--- Begin LISTED RECORDS ---

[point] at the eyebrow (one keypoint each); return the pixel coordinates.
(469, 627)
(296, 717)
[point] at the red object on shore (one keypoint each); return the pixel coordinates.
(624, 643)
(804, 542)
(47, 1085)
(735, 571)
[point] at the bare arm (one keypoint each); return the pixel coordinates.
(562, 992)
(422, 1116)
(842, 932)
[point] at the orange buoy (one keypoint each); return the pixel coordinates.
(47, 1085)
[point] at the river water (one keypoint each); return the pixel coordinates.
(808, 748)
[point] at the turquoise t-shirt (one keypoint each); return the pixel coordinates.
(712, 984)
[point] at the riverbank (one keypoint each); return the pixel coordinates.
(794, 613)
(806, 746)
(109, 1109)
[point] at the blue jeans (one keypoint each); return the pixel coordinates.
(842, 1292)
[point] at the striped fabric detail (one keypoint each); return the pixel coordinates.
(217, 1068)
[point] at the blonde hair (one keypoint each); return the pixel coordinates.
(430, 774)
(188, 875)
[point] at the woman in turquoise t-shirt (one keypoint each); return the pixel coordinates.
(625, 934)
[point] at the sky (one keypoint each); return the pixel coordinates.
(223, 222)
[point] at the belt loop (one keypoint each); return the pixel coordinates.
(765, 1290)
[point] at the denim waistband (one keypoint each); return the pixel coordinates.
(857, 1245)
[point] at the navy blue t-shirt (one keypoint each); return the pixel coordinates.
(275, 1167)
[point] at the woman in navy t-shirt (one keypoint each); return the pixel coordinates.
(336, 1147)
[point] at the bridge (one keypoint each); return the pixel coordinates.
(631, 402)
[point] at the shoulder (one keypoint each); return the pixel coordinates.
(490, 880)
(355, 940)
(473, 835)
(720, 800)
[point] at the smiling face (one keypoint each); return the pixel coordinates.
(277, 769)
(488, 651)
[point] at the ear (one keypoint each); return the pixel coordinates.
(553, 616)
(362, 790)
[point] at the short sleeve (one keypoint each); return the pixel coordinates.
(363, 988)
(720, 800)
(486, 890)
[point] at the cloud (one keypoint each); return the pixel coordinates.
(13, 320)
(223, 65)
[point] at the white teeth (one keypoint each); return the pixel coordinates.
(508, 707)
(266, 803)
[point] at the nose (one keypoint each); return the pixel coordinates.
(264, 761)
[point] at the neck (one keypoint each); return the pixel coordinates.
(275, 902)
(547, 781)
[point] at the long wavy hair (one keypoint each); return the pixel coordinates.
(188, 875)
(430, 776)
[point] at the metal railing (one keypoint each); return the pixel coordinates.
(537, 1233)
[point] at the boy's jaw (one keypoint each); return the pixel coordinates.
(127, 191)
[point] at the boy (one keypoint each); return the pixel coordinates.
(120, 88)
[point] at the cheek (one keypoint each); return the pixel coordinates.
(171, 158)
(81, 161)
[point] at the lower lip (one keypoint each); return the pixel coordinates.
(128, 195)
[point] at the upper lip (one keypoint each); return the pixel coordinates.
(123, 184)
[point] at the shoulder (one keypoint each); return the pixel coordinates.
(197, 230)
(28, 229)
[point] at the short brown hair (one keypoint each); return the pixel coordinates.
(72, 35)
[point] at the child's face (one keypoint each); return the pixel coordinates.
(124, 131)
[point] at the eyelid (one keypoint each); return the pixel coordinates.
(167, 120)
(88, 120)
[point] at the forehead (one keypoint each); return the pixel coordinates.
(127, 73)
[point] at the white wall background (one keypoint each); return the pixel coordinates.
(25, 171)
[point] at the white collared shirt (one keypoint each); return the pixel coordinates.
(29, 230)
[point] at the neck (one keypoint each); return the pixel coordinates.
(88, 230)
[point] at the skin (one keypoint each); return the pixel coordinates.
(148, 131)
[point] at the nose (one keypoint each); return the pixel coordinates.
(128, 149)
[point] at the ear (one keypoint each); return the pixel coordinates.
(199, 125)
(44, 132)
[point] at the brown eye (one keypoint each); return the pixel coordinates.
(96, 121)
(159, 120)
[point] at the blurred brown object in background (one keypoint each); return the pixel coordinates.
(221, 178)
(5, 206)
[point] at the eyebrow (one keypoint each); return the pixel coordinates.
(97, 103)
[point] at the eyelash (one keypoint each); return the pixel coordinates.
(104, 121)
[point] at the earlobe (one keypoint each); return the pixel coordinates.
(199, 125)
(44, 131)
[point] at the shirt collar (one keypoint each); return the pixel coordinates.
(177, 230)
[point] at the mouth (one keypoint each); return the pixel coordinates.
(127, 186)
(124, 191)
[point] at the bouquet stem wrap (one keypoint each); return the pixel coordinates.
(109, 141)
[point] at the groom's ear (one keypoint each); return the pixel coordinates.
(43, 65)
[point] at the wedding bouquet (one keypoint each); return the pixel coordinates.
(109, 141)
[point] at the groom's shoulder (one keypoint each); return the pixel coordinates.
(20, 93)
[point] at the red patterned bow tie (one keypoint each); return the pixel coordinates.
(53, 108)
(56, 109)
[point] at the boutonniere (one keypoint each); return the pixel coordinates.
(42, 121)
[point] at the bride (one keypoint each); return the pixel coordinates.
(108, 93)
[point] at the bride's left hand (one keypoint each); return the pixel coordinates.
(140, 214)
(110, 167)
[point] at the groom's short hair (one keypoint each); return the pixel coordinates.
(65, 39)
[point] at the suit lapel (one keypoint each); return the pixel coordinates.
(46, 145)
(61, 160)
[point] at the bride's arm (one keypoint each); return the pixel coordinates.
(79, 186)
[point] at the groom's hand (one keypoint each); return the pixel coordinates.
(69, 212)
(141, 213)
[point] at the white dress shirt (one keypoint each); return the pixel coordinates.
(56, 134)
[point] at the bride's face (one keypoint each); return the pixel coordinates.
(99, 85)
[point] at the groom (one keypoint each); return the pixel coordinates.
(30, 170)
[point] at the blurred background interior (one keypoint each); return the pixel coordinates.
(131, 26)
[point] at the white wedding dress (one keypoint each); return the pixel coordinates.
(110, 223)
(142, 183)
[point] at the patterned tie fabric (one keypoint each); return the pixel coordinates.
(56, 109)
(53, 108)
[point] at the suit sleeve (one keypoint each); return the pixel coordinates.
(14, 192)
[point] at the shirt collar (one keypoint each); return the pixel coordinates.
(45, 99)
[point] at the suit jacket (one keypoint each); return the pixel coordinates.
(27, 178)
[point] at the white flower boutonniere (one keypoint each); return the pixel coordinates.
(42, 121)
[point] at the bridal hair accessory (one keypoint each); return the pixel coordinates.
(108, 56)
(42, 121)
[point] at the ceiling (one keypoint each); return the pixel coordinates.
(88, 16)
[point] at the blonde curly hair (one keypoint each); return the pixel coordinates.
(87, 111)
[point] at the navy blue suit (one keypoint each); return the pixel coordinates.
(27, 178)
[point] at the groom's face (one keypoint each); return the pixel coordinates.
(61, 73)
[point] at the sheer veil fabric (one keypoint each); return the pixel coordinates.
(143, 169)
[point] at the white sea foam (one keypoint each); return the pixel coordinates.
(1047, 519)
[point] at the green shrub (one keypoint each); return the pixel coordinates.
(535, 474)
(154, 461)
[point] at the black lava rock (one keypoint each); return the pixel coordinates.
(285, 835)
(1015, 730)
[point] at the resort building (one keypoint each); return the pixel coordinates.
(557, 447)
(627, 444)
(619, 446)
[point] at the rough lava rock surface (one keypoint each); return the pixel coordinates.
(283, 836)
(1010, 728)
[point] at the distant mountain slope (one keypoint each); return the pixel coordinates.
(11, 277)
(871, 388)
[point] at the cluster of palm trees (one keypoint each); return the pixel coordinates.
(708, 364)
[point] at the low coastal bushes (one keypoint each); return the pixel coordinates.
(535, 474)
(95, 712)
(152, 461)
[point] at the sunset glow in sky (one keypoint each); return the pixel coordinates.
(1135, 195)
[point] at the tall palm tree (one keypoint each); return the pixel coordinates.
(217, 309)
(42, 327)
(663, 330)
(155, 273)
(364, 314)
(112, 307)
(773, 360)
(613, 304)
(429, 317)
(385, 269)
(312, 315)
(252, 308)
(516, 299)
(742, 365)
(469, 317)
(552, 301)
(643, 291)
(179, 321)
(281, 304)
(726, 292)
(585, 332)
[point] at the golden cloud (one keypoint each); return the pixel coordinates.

--- End LISTED RECORDS ---

→ REQUIREMENT
Reproduce verbatim the lines above, starting with the line containing "[point] at the bare" and ending with the line containing "(109, 1109)", including both of those lines.

→ WORKED SOLUTION
[point] at the bare arm (one keypoint each); return the pixel coordinates.
(562, 992)
(422, 1116)
(842, 932)
[point] at the orange buoy (one keypoint each); return the pixel coordinates.
(47, 1085)
[point] at the river water (one keypoint each); return the pixel coordinates.
(808, 748)
[point] at the turquoise t-shirt (one keypoint each); return the pixel coordinates.
(712, 984)
[point] at the riverbank (one keypoint each); return the pixel coordinates.
(794, 613)
(806, 746)
(109, 1109)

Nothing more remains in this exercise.